-- TASK --
Copy out the lines word for word, from the line with "For the benchmark, point out every instance of the tire" up to and including the line with "Query: tire track in dirt". Leave out every other line.

-- RECORDS FOR THE EXERCISE --
....

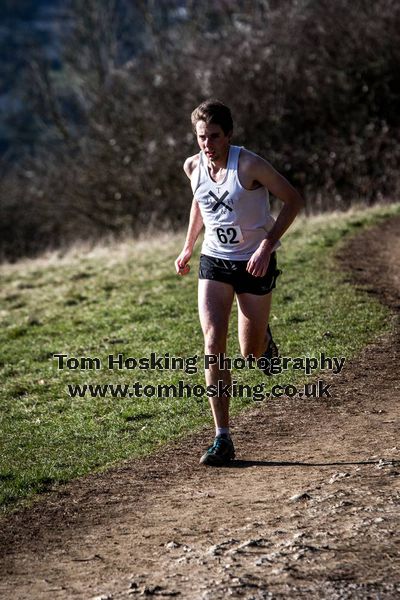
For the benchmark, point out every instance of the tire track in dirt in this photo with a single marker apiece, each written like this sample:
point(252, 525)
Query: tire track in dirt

....

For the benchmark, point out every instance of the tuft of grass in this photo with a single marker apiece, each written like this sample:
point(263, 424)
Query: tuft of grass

....

-- ANSWER BELOW --
For the benchmark, point out every instance of the tire track in dirt in this photo with a single marker apiece, each written like this sample:
point(252, 525)
Query: tire track in dirt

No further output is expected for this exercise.